### Data records:

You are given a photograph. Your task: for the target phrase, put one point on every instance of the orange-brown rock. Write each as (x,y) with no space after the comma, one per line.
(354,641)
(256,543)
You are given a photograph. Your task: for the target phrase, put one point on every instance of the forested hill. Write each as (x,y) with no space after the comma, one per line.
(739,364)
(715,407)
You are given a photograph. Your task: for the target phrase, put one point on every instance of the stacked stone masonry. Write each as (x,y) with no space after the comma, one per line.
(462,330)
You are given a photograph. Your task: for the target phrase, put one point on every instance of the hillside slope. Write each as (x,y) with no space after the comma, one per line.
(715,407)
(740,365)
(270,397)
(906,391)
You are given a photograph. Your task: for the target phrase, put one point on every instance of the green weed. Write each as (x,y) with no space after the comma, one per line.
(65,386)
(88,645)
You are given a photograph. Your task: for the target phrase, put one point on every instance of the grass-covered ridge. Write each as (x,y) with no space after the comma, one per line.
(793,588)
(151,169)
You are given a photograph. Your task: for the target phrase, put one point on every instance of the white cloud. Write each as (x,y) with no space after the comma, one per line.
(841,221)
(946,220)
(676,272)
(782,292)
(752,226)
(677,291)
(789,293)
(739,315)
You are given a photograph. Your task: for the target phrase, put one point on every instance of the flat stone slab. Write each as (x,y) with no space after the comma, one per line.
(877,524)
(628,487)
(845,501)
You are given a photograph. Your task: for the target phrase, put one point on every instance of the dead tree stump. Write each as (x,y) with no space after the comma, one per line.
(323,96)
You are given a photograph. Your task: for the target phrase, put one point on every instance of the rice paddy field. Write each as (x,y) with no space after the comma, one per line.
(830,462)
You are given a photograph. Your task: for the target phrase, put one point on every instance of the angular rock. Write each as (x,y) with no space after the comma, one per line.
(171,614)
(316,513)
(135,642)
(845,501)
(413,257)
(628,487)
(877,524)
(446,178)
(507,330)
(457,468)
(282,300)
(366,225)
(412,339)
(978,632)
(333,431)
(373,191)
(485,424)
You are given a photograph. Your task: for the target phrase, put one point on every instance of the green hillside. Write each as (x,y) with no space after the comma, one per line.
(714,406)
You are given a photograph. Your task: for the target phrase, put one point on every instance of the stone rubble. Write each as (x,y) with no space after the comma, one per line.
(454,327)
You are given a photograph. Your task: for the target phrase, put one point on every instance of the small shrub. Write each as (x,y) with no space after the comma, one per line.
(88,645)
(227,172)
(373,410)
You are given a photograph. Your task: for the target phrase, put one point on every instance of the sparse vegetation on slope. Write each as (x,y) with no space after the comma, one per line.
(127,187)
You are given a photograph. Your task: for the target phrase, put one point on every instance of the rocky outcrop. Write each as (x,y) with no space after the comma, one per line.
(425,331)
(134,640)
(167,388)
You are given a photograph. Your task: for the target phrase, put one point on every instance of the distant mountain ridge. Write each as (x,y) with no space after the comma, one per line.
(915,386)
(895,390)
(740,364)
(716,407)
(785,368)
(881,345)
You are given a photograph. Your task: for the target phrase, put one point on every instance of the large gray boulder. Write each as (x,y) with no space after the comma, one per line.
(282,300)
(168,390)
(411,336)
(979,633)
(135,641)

### Aim of the exercise:
Look above for the line containing "of the stone". From there to the final line of the entries, repeat every line exactly.

### Written reply:
You are given a photograph. Your task: for the target phrase, put one point on every instance of the stone rubble. Write each as (x,y) with no space after the comma, one per line.
(454,327)
You are given a photograph. Your task: for the target phrase, put one point on every instance of the small shrub. Write each as (x,y) with no space after the comma, one per line.
(88,645)
(227,172)
(373,410)
You are given a photograph. Your task: for the target phrase, put one point on every instance of the sparse vegetation on slope. Write each as (x,y) with no space after the comma, one per line.
(127,187)
You are given a photograph. Your task: for the target phrase, put one point on every instance of the rocky outcrop. Write each as (x,y) with no space after the comma, one per line.
(425,331)
(134,640)
(167,388)
You are given a photograph. Your task: for the target phrase, put one point on every instance of the distant mountain ridge. Write each as (x,y) with no space after the comma, one per line.
(915,386)
(895,390)
(740,364)
(716,407)
(785,368)
(881,345)
You are given a photograph. Your task: for the target phrase, put one point on every instance of the large gray boulder. Write each as (x,y) with no space after the comma, one per line.
(282,300)
(168,390)
(411,336)
(979,633)
(135,641)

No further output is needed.